▸ Jobs
**A.** According to the passage on Pearson correlation, what does a value of r = 0 indicate?
**B.** Transcribe the passage on Pearson correlation from "Let \(\rho\) be" up to and including "non-zero linear association**.".

Common misuses / misconceptions:
- **`r = 0` does *not* mean “no relationship”** (it means no *linear* relationship).
- Correlation is **not causation**.
- Pearson r can be **very sensitive to outliers**.


## 2) The hypothesis test (what are we testing?)

Let \(\rho\) be the **population** correlation between random variables \(X\) and \(Y\).

A standard Pearson correlation test (most common form):
- **Null**: \(H_0: \rho = 0\)  (no *linear* association)
- **Alternative**:
  - two-sided: \(H_1: \rho \neq 0\)
  - one-sided: \(H_1: \rho > 0\) or \(H_1: \rho < 0\)

### What does rejecting \(H_0\) mean?
It means your sample provides **evidence of a non-zero linear association**.

It does **not** automatically mean:
- the relationship is strong (effect size can be tiny but “significant” with large `n`)
- the relationship is causal
- the relationship is linear everywhere or stable over time


## 3) Assumptions (and why a permutation test is useful)

The classic parametric Pearson test relies on a model where \((X, Y)\) is **approximately bivariate normal** (or at least well-behaved) so that a t-statistic has a known reference distribution.

▸ Listing
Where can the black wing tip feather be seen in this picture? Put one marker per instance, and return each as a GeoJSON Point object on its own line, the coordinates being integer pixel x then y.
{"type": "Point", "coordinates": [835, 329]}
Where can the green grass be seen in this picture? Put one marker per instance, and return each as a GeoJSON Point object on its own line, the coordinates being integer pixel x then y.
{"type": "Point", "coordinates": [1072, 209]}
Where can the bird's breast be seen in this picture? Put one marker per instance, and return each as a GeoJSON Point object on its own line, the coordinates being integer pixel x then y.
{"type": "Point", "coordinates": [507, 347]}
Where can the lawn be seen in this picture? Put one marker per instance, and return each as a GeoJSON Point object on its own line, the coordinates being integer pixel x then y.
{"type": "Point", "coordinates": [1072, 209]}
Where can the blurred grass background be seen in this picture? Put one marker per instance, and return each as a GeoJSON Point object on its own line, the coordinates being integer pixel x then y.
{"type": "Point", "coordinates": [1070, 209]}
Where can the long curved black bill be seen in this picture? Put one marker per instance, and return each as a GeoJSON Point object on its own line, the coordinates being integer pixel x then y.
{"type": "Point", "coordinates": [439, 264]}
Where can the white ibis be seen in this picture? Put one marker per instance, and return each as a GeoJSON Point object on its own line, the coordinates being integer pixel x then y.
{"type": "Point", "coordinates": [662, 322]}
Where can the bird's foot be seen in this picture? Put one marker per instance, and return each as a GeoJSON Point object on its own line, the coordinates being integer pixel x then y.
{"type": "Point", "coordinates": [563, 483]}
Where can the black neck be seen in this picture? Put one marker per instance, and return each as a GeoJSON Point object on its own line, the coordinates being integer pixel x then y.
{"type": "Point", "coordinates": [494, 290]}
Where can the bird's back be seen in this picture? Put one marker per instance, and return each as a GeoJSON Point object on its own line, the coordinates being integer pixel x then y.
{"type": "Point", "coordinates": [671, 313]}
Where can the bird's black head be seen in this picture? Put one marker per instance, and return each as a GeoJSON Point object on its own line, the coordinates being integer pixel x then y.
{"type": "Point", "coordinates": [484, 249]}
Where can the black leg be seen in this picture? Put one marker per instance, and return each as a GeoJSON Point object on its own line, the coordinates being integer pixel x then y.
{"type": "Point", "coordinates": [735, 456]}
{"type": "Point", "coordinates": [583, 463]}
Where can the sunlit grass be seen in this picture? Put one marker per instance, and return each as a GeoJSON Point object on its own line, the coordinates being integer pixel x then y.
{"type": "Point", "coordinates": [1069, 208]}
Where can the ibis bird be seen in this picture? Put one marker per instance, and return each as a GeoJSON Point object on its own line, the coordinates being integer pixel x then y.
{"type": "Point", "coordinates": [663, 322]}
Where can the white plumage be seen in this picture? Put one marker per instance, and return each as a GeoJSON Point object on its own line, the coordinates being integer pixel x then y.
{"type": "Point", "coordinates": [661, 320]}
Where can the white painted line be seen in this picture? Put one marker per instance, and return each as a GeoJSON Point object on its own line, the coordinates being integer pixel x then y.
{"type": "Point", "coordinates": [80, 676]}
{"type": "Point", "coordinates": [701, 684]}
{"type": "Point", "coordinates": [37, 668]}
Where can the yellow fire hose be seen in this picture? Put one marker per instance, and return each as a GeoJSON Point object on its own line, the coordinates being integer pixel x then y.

▸ Answers per task
**A.** It indicates that there is no linear relationship.

**B.**
Let \(\rho\) be the **population** correlation between random variables \(X\) and \(Y\).

A standard Pearson correlation test (most common form):
- **Null**: \(H_0: \rho = 0\)  (no *linear* association)
- **Alternative**:
  - two-sided: \(H_1: \rho \neq 0\)
  - one-sided: \(H_1: \rho > 0\) or \(H_1: \rho < 0\)

### What does rejecting \(H_0\) mean?
It means your sample provides **evidence of a non-zero linear association**.